• WORK REQUIRED: Whatever the records say, repeat them exactly as given.

Top of RECORDS SHOWN

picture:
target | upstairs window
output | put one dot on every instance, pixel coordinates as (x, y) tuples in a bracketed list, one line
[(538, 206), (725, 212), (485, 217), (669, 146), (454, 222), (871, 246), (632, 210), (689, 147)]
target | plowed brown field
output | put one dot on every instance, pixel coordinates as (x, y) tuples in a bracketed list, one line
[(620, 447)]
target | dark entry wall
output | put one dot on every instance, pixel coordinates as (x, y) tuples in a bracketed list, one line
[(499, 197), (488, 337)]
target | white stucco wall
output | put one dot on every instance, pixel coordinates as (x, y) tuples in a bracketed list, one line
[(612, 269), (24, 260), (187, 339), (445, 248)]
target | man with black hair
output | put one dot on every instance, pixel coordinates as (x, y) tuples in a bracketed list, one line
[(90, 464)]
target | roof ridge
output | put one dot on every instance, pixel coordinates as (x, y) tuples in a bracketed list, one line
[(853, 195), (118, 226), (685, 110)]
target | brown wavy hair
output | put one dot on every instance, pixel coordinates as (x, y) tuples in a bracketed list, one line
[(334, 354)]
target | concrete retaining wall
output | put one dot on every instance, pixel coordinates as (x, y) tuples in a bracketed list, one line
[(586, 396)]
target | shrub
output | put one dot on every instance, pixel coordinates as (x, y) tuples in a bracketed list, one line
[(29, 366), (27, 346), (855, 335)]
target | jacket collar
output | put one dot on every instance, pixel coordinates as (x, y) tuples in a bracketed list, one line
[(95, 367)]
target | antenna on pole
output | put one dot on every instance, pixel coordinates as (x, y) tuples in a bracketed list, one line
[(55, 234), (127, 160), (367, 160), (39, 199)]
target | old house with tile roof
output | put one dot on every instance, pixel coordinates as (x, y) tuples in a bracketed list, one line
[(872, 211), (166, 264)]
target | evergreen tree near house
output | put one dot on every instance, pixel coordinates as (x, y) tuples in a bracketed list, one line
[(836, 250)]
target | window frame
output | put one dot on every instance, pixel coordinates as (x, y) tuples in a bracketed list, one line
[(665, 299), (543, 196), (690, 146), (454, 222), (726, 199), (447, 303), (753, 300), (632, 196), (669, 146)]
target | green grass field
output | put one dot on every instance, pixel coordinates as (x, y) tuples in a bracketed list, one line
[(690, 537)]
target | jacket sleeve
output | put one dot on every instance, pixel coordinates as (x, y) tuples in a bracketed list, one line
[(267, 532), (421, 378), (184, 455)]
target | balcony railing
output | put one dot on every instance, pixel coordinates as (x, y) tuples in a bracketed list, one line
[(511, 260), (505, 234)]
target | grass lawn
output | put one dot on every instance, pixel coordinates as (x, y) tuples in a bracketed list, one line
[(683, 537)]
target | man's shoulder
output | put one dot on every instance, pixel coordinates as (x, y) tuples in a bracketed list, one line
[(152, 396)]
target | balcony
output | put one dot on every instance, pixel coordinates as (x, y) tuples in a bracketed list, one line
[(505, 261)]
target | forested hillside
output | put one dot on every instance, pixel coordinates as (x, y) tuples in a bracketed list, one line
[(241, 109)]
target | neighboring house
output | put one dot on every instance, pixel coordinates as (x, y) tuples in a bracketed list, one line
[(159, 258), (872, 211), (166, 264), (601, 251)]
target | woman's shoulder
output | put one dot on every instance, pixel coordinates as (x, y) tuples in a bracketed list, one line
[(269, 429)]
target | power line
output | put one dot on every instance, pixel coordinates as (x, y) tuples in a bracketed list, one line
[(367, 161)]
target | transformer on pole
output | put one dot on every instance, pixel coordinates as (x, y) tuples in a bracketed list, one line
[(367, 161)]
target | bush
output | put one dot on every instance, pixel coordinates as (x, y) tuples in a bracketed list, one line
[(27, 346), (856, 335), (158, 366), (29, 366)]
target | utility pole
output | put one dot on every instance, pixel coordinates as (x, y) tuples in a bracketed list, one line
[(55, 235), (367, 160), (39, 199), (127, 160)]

Bottom of RECORDS SHOWN

• EXERCISE SOLUTION:
picture:
target | upstairs window
output | put one dot on every instance, pixel coordinates as (x, y) tuples in a bracketed list, one line
[(538, 206), (725, 212), (485, 217), (669, 146), (454, 222), (871, 246), (632, 210), (689, 147)]
target | plowed brown field
output | put one dot on every instance, pixel coordinates as (x, y) tuples in a bracketed list, one line
[(620, 447)]
target | dark entry wall
output | put one dot on every instance, pixel coordinates as (x, y) tuples in a bracketed list, one line
[(499, 197), (488, 337)]
target | white stucco wall
output | put one dot on every instance, pixel coordinates as (x, y) tuples in a bracketed list, one line
[(612, 269), (24, 260), (187, 339), (445, 248)]
target | man with black hair
output | put one dot on every instance, pixel coordinates as (x, y) tuples in a bracketed list, one line
[(90, 464)]
target | roof ridge
output | put one dot on every instance, pixel coordinates as (x, y) tuples in a bracketed list, one line
[(853, 195), (118, 226), (685, 110)]
target | brown wavy hair
output | put one dot on every instance, pixel coordinates as (x, y) tuples in a bracketed list, one line
[(334, 354)]
target | concrete retaining wall
output | put one dot on every instance, pixel coordinates as (x, y) tuples in a bracketed list, one line
[(586, 396)]
target | shrub
output | put one dot on every instance, pixel coordinates as (x, y) tuples in a bracketed list, one line
[(29, 366), (27, 346), (855, 335)]
target | jacket collar
output | put one dot on every instance, pixel coordinates as (x, y) tuples in a bracketed list, one line
[(95, 367)]
target | antenna on pole
output | put one dot on every instance, pixel coordinates as (x, y) tuples in a bracketed list, one line
[(55, 234), (127, 160), (367, 160), (39, 199)]
target | old house with tile roof
output | put one dot on every instance, pixel coordinates as (x, y) tuples in a bracketed list, one line
[(872, 211), (166, 264)]
target | evergreen tree near house
output | put one dot on every instance, pixel coordinates as (x, y) tuples in a bracketed list, one line
[(836, 250)]
target | window frame
output | put one dot on every instance, pixel coordinates as (x, y) tuples in a bracketed list, one line
[(665, 299), (543, 196), (690, 146), (454, 222), (726, 199), (447, 303), (753, 300), (632, 196), (669, 146)]
target | green grass field
output | put one dot on every instance, pixel coordinates as (x, y) tuples in a bracketed list, one line
[(690, 537)]
target | jacket sleeve
output | put one dot on every instance, pixel coordinates as (x, y) tuples in a bracketed list, one line
[(267, 532), (421, 378), (184, 455)]
target | balcony railing
output | put one dot on every instance, pixel coordinates as (x, y) tuples in a bracketed list, one line
[(511, 260), (505, 234)]
target | grass lawn
output | put one dot on every instance, pixel coordinates as (x, y) tuples in a bracketed list, one line
[(683, 537)]
target | man's shoulder
output | put one dot on every instance, pixel coordinates as (x, y) tuples in a bracketed list, one line
[(152, 396)]
target | balcony
output | put one dot on every instance, pixel coordinates as (x, y) tuples in a bracketed list, one line
[(505, 261)]
target | forested hillside
output | put one dot on every instance, pixel coordinates as (x, y) tuples in a bracketed list, one line
[(241, 109)]
target | neighboring house
output | put one dot on every instance, pixel coordinates as (x, y) tuples in a bracketed list, one line
[(159, 258), (872, 211), (166, 264), (601, 251)]
target | woman's shoulder
output | put one dot on every instance, pixel coordinates as (x, y) tuples in a bracketed list, one line
[(269, 429)]
target | power line
output | put one dot on every instance, pixel coordinates as (x, y) tuples in a bracketed list, one line
[(367, 161)]
target | transformer on pole
output | put one dot on every instance, pixel coordinates as (x, y) tuples in a bracketed list, one line
[(367, 161)]
target | bush
output | put one dot on every instance, pixel coordinates as (x, y) tuples in a bracketed list, one line
[(27, 346), (856, 335), (158, 366), (29, 366)]
target | utility pole
output | put one dot on every instance, pixel coordinates as (x, y) tuples in a bracketed list, one line
[(55, 235), (367, 160), (39, 199), (127, 160)]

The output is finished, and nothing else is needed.